• DATA SECTION:
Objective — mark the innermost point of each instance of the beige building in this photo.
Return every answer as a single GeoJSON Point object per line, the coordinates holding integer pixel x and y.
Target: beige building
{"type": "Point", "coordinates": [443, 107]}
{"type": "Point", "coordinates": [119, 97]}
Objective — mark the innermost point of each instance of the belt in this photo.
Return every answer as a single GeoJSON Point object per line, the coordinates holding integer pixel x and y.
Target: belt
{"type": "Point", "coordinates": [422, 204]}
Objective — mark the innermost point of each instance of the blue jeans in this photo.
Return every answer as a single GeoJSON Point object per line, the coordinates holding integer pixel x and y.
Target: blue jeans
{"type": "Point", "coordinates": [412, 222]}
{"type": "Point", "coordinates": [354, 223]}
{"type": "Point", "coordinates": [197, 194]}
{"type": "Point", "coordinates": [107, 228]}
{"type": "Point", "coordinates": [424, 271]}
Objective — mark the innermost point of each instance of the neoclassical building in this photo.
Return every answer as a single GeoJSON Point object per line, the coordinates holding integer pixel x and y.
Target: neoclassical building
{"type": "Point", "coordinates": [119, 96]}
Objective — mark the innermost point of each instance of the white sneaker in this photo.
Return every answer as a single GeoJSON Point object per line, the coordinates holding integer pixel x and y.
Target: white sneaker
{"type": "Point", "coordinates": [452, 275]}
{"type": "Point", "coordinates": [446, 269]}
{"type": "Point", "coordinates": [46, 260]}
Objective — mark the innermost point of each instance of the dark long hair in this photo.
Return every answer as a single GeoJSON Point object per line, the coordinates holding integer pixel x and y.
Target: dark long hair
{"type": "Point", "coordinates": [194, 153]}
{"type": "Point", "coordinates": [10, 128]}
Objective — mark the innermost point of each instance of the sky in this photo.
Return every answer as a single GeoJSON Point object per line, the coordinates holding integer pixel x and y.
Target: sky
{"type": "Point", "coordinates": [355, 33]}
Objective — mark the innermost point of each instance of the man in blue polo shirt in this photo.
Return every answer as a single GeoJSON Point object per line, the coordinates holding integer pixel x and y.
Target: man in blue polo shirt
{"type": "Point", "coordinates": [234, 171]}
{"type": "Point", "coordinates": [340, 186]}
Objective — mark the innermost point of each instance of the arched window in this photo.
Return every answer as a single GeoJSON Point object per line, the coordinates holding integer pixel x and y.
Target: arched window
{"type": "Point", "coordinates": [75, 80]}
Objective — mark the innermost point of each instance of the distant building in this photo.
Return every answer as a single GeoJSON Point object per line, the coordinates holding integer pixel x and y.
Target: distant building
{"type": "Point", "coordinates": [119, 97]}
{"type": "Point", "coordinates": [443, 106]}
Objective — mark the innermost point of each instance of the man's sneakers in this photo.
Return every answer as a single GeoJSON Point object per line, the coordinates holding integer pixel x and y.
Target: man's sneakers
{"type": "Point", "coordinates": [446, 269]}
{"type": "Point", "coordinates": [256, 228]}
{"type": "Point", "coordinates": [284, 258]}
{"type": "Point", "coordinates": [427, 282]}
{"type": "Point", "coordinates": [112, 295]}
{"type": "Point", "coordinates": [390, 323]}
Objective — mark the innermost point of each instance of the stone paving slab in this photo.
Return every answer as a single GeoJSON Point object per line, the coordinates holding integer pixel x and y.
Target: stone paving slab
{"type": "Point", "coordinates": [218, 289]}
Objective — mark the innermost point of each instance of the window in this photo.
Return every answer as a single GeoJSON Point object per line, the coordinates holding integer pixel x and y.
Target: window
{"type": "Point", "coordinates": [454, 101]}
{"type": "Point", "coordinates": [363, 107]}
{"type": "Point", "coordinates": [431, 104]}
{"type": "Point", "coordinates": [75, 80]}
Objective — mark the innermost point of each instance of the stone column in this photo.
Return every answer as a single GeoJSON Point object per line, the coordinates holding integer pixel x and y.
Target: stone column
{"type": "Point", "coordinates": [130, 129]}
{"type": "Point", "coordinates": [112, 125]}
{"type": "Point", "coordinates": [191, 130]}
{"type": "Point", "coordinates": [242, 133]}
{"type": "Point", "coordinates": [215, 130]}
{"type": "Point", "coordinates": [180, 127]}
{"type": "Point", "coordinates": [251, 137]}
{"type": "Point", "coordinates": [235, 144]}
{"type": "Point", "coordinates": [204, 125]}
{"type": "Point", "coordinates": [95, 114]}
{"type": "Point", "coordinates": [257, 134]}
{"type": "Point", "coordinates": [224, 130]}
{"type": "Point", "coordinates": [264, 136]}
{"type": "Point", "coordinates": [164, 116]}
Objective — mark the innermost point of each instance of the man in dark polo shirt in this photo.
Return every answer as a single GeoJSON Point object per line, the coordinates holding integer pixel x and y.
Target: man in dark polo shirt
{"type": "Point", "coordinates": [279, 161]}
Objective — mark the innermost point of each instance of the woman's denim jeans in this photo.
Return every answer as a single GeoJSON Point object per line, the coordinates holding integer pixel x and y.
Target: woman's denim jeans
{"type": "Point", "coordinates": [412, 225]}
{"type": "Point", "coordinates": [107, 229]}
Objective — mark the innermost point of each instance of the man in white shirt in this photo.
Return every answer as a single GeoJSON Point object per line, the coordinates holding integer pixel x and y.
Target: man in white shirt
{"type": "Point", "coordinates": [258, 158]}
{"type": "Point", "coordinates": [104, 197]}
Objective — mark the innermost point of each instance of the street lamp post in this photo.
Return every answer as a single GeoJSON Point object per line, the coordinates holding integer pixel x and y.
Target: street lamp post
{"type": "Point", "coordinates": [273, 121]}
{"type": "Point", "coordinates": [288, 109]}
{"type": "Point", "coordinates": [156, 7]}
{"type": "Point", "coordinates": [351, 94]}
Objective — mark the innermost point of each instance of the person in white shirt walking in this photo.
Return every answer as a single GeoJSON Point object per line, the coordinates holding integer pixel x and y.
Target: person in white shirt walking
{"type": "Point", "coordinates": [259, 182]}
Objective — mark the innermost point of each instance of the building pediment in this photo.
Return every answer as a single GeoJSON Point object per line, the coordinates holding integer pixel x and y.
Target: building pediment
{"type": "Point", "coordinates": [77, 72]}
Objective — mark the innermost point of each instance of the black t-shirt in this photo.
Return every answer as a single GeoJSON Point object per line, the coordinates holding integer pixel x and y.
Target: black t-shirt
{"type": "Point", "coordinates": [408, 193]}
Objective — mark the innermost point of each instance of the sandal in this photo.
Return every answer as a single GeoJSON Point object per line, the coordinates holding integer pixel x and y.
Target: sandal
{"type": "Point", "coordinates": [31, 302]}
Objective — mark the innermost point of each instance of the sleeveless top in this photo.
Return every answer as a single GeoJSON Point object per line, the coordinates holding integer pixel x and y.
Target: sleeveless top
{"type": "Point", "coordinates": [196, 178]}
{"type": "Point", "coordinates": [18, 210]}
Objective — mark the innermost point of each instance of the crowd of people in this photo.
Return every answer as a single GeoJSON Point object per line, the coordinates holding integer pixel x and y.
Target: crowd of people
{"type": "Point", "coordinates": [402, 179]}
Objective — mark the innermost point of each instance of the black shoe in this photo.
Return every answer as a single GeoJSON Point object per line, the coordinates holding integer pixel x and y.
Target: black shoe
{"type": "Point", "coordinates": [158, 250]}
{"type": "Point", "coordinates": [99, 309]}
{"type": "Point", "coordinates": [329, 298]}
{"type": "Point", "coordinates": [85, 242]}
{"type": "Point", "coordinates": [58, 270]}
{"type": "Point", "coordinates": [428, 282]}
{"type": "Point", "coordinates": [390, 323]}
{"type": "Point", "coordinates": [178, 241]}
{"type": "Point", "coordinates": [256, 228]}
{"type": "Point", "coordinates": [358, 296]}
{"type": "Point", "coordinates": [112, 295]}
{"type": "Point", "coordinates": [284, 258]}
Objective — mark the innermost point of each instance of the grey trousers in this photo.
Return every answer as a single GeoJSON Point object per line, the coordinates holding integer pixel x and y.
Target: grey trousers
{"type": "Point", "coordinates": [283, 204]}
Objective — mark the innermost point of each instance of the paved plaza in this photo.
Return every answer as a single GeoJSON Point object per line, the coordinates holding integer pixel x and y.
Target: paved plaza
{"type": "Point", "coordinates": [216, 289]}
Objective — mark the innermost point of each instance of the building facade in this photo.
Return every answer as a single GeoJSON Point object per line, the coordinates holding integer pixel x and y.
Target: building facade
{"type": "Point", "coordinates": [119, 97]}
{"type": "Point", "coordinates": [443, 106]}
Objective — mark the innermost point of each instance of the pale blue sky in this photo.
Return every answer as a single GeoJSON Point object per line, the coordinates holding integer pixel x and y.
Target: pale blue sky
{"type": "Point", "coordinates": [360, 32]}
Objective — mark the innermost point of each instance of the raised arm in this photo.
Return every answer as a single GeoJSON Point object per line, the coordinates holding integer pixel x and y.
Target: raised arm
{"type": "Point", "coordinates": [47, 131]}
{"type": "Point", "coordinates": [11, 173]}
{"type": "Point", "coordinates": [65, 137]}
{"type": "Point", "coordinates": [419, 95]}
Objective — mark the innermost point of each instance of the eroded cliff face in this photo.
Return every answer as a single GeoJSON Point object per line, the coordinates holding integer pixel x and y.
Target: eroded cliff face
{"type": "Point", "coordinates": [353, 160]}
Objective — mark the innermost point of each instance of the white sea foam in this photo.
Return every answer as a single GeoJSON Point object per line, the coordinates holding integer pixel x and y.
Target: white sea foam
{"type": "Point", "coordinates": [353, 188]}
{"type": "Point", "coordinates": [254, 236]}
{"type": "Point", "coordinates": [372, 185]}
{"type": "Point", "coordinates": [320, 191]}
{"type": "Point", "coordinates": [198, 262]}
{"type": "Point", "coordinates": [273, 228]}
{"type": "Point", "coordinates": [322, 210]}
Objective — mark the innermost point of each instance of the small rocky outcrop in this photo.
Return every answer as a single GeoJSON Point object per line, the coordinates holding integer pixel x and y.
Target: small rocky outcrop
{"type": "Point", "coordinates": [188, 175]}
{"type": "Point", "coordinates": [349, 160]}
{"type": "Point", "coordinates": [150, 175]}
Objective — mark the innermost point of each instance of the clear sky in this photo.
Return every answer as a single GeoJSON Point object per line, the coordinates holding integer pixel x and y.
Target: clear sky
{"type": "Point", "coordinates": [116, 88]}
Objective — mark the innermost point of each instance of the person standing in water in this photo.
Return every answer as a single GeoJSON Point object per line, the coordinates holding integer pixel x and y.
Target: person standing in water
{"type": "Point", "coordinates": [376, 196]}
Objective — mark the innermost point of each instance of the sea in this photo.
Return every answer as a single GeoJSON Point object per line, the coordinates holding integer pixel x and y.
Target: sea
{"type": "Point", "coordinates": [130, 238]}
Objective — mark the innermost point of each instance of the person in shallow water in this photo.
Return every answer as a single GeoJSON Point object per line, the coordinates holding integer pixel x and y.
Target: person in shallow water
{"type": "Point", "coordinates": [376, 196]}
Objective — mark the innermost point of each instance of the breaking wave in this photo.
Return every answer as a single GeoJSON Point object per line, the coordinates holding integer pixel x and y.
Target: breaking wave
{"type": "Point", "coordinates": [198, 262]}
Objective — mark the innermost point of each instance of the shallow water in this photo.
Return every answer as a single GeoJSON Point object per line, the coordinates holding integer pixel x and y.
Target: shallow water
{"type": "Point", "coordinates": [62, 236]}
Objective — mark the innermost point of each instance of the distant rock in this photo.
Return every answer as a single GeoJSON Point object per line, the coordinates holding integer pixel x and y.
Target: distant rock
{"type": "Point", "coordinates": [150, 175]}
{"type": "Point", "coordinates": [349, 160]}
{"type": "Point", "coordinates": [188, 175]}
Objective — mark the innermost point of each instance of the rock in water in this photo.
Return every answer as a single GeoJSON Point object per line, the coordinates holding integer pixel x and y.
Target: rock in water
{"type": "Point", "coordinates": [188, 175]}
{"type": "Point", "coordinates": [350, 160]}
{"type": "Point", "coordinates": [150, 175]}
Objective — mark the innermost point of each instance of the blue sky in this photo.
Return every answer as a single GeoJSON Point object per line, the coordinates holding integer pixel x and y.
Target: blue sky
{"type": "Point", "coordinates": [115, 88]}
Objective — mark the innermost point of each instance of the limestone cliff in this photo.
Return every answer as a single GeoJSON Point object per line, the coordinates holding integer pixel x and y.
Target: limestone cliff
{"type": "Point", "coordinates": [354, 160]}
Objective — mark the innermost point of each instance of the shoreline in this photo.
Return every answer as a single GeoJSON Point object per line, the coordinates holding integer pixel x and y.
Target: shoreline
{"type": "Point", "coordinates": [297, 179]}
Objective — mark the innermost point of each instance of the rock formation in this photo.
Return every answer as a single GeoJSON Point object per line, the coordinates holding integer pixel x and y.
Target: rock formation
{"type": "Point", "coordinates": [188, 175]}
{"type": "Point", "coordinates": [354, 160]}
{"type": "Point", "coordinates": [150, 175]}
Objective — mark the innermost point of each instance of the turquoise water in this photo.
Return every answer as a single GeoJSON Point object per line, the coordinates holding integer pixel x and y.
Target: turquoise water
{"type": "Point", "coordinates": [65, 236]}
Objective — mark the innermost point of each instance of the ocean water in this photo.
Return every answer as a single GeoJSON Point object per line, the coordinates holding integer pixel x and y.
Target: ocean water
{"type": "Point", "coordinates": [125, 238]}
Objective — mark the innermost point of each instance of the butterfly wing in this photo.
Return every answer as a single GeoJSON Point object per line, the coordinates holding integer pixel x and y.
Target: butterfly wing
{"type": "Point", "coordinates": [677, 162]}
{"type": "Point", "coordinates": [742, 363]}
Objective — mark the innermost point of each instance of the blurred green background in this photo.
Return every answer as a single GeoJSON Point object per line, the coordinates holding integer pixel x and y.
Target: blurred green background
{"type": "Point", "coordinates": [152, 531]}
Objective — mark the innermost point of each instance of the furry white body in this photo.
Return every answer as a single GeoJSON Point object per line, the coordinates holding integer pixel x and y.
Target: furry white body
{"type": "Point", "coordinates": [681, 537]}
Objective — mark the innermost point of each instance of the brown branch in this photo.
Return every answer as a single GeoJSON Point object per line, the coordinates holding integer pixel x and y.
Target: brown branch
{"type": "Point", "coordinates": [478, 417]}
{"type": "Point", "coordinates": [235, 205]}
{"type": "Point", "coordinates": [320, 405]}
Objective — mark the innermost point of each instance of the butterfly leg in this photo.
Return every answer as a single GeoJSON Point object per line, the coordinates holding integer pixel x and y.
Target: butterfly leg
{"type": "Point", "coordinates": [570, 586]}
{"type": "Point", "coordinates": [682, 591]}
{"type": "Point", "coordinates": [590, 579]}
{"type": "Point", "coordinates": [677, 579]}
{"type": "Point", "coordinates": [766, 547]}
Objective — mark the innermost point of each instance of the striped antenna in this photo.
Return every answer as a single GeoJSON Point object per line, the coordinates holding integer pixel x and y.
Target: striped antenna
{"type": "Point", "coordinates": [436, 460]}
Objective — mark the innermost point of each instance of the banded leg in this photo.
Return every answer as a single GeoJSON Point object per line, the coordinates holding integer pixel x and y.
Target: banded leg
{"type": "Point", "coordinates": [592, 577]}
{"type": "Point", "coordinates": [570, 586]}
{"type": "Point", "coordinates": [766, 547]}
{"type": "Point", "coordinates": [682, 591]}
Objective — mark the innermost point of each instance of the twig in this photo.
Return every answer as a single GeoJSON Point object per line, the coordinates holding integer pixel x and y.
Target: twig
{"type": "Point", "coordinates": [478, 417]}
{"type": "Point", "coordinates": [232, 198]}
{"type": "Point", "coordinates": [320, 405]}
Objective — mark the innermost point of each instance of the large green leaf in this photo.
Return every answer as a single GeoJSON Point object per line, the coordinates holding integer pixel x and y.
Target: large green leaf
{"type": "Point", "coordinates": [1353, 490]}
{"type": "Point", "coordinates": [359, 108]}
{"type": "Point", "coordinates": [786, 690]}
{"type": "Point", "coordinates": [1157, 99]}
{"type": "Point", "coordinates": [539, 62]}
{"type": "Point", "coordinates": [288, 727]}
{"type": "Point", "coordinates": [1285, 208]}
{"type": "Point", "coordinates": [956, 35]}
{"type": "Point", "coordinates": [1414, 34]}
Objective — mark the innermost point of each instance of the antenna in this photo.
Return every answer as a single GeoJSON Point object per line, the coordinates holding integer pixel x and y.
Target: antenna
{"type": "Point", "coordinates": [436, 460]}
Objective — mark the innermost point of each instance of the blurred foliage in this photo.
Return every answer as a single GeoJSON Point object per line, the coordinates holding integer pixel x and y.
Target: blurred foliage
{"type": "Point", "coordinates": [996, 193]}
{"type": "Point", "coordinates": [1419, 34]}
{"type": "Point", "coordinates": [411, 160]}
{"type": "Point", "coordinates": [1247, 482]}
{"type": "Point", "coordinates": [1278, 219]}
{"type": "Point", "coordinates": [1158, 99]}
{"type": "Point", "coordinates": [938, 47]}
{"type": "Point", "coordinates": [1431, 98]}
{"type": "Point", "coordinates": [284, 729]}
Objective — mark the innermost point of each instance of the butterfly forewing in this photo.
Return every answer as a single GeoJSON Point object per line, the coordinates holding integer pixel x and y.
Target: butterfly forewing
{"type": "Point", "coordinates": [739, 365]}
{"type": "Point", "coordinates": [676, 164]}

• THE PROBLEM: Repeat, without changes, every line from the one that contains "leaf in this photo." through the final line of the data.

• THE RESULT:
Objective — mark the innermost point of each instance of the large green leaf in this photo.
Return every answer as a single GeoJSON Point object per line, the coordinates holding integer pixel x and y.
Target: large green leaf
{"type": "Point", "coordinates": [1353, 490]}
{"type": "Point", "coordinates": [359, 108]}
{"type": "Point", "coordinates": [786, 690]}
{"type": "Point", "coordinates": [1157, 99]}
{"type": "Point", "coordinates": [539, 62]}
{"type": "Point", "coordinates": [288, 727]}
{"type": "Point", "coordinates": [1285, 208]}
{"type": "Point", "coordinates": [956, 35]}
{"type": "Point", "coordinates": [1414, 34]}
Objective — mark the innermost point of each instance of the antenna in this photo.
Return every answer as a single GeoJSON Point object per line, the coordinates holding integer pixel x and y.
Target: antenna
{"type": "Point", "coordinates": [436, 460]}
Objective — mark the innermost point of each instance of the blurred foliage in this photo.
Return every answer as a single GeoJSON Point object per line, the coordinates holding integer pixel x and y.
Target: blurred foliage
{"type": "Point", "coordinates": [996, 193]}
{"type": "Point", "coordinates": [1419, 34]}
{"type": "Point", "coordinates": [411, 160]}
{"type": "Point", "coordinates": [1247, 482]}
{"type": "Point", "coordinates": [1278, 219]}
{"type": "Point", "coordinates": [1158, 99]}
{"type": "Point", "coordinates": [938, 47]}
{"type": "Point", "coordinates": [1431, 98]}
{"type": "Point", "coordinates": [284, 729]}
Objective — mark the innermost point of each instance of the butterfly forewing in this photo.
Return every answer as a single GeoJSON Point object per line, the coordinates holding integer pixel x and y.
Target: butterfly forewing
{"type": "Point", "coordinates": [739, 365]}
{"type": "Point", "coordinates": [676, 164]}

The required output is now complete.